Task prompt
All entries must be transcribed exactly, down to the last character.

** Entries shown follows **

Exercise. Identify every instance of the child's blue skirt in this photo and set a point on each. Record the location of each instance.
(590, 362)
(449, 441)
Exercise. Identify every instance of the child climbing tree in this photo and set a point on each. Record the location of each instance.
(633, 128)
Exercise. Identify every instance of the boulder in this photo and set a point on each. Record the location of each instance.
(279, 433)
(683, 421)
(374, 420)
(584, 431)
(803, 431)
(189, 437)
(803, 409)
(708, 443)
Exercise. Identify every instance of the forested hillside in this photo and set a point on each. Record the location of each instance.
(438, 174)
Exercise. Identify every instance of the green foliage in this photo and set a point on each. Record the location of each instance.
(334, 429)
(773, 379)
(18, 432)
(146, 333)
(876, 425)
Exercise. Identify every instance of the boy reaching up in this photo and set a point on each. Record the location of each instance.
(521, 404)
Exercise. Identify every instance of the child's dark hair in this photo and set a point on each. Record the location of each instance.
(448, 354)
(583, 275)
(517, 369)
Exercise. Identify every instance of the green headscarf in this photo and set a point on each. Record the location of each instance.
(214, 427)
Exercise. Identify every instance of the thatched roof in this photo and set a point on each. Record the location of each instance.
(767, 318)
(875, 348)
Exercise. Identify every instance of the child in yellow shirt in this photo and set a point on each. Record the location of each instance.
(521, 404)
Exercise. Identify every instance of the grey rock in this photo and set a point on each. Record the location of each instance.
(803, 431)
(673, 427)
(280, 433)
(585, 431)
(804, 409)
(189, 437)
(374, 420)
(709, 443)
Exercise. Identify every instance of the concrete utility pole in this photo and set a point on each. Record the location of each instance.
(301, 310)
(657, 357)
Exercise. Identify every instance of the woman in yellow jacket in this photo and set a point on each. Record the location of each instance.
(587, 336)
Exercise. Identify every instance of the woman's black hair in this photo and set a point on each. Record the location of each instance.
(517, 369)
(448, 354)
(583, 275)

** End of Entries shown **

Solution to the problem
Exercise. Identify every instance of the child's blue skirt in this photo and set a point on each. Record the location of each instance.
(590, 362)
(449, 441)
Exercise. Identify every instance of the child climbing tree in this photo and set a point on each. Record the location of each instance.
(633, 128)
Exercise. Identify every instance of the boulder in this photo and set a point on each. Record the location of each instance.
(279, 433)
(683, 421)
(374, 420)
(584, 431)
(803, 431)
(189, 437)
(803, 409)
(708, 443)
Exercise. Identify every instance of the forested hillside in this photo and set a point on each. Record the location of each instance.
(438, 174)
Exercise. Identify every instance of the green foliage in this photo and set a point on each. Record the location of each instance.
(334, 429)
(773, 379)
(18, 432)
(146, 333)
(876, 425)
Exercise. Identify every instance of the boy reaching up in this photo and set a point on each. Record the location of each instance.
(521, 404)
Exercise. Identify every instance of the child's dark hair in this photo and set a point on each. Record the location of each instance.
(448, 354)
(583, 275)
(517, 369)
Exercise. Identify every instance of the green headscarf in this photo and set a point on each. Record the location of each instance.
(214, 427)
Exercise. Identify every instance of the thatched roof in this photo and set a point on each. Record the location of each instance.
(767, 318)
(875, 348)
Exercise. Identify every instance of the child in yellow shirt in this photo and set a point on each. Record the location of each instance.
(521, 404)
Exercise. Identify every instance of the grey rock in this photo and set a point on each. Record the location of each instance.
(803, 431)
(673, 427)
(280, 433)
(585, 431)
(804, 409)
(189, 437)
(374, 420)
(709, 443)
Exercise. Identify every instance of the concrete utility pole in this photo and set a point on each. Record the location of each instance.
(301, 310)
(657, 357)
Exercise. Identify every instance of the woman in yellow jacket in this photo and set a point on each. Record the location of each instance.
(587, 336)
Exercise. Identify every instance of the woman's black hair in this photo and set a point on each. Record the location of each instance.
(517, 369)
(448, 354)
(583, 275)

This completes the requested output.